**Stated exercise:**
In the records below, count how many lines contain the string "frame" and give only that number.

[Photo-based point labeling data]
___
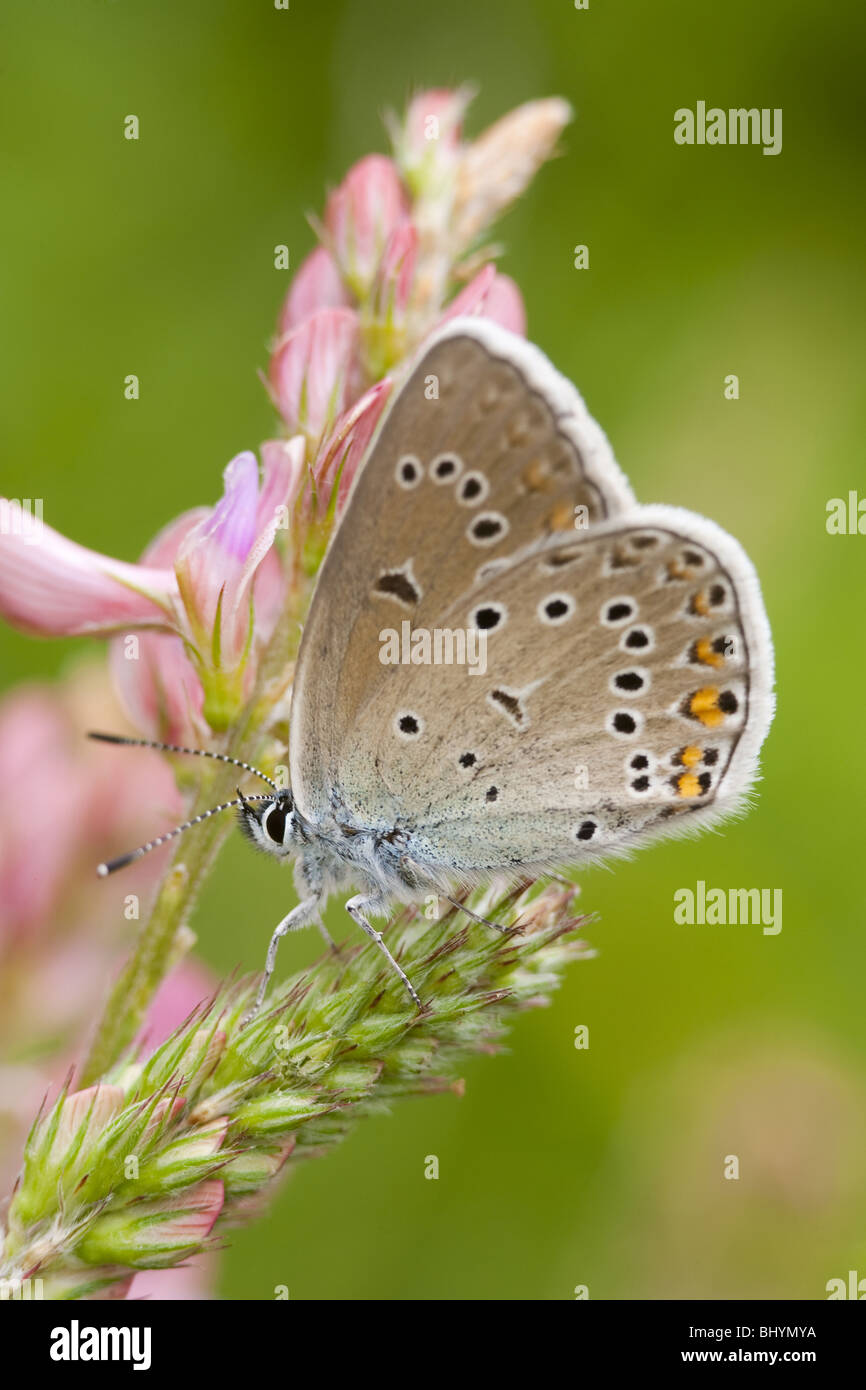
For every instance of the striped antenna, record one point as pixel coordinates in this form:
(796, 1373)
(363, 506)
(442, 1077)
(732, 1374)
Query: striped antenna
(113, 865)
(173, 748)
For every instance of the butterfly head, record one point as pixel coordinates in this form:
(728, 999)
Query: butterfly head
(270, 824)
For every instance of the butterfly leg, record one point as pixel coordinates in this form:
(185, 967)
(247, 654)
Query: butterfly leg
(485, 922)
(298, 918)
(356, 908)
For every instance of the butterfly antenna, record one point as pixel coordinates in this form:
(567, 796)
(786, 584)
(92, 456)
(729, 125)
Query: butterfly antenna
(113, 865)
(173, 748)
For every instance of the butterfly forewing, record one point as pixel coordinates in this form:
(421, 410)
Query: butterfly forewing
(485, 453)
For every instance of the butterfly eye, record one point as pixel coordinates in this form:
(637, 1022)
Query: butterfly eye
(274, 824)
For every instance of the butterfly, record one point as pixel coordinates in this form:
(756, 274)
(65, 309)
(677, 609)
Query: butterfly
(627, 677)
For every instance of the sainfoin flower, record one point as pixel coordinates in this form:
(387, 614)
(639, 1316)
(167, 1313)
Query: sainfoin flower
(210, 1108)
(217, 588)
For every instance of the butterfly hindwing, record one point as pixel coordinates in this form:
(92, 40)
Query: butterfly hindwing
(626, 694)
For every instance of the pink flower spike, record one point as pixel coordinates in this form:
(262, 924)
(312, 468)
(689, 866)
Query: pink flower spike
(427, 143)
(395, 274)
(434, 118)
(360, 217)
(314, 371)
(153, 677)
(316, 285)
(220, 556)
(503, 303)
(342, 453)
(470, 300)
(53, 587)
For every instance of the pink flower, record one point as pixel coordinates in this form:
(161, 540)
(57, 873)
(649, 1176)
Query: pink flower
(314, 371)
(392, 285)
(221, 555)
(316, 285)
(360, 216)
(492, 296)
(427, 143)
(342, 452)
(45, 759)
(57, 588)
(216, 567)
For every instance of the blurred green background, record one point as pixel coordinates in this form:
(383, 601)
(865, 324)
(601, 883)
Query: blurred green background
(560, 1166)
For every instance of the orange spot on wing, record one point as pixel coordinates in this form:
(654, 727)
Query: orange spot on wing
(688, 784)
(537, 476)
(704, 652)
(704, 705)
(562, 517)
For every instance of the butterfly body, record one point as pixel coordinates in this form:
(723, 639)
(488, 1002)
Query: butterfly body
(627, 676)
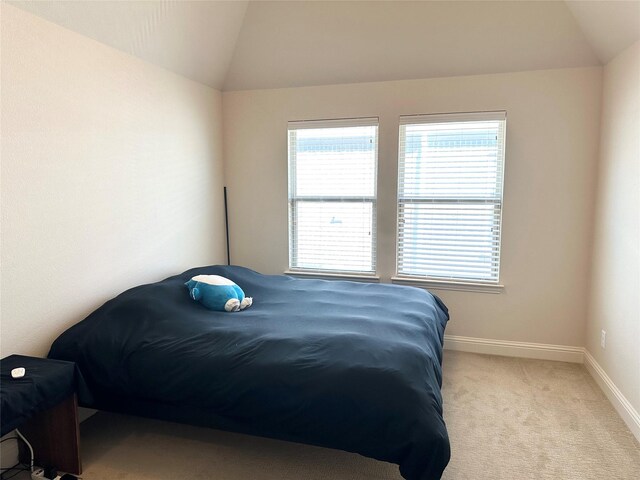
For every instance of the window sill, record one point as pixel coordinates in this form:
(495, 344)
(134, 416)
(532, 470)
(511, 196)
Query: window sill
(449, 285)
(355, 277)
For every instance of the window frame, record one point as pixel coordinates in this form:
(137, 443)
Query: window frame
(443, 282)
(293, 199)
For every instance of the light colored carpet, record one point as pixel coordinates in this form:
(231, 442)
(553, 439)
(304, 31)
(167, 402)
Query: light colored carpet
(508, 418)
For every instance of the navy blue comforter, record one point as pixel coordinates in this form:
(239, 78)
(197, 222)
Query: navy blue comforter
(346, 365)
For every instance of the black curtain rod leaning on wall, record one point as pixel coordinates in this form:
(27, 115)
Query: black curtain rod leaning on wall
(226, 223)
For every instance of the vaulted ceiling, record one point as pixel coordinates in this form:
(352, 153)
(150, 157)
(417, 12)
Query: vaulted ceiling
(236, 45)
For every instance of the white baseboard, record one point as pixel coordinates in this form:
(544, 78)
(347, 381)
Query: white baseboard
(629, 414)
(507, 348)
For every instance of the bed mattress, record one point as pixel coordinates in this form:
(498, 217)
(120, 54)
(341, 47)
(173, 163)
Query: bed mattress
(346, 365)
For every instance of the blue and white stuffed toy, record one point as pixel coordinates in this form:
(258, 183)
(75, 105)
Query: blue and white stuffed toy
(218, 293)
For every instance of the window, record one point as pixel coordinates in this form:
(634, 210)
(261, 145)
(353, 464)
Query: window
(332, 195)
(450, 178)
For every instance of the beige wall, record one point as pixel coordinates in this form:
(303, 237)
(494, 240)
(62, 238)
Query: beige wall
(614, 301)
(111, 177)
(552, 141)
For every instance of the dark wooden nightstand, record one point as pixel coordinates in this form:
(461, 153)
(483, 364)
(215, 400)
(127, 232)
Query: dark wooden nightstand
(43, 406)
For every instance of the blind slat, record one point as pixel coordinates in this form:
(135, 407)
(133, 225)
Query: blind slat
(332, 195)
(450, 181)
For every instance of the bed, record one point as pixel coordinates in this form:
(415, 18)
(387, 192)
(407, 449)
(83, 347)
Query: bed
(345, 365)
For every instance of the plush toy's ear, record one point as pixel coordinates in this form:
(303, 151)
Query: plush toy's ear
(196, 294)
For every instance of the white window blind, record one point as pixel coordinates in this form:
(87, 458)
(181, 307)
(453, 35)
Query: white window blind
(332, 195)
(450, 182)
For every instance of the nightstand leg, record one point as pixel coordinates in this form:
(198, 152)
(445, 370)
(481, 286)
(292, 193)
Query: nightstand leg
(55, 437)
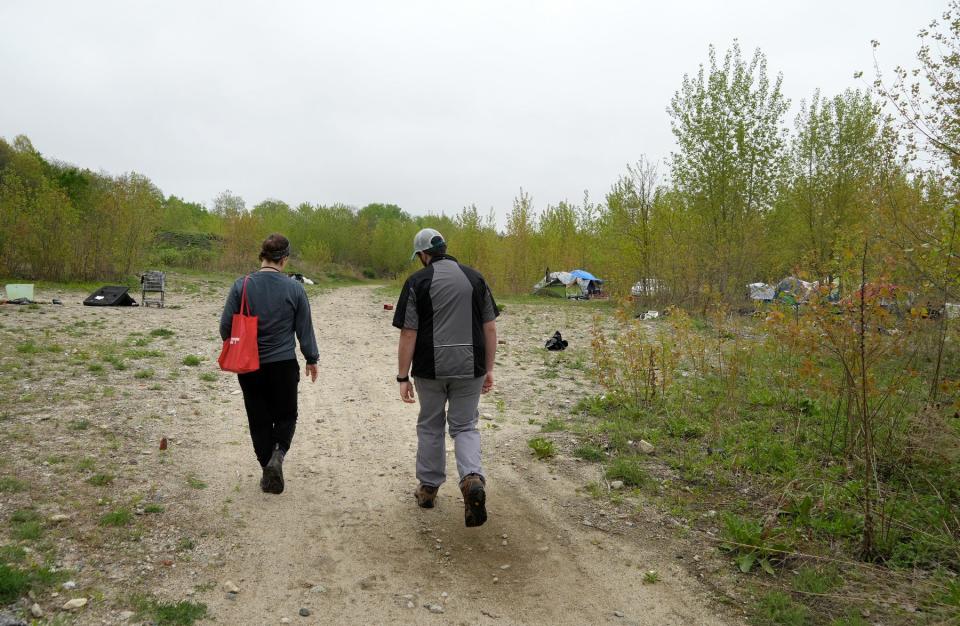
___
**Correct result:**
2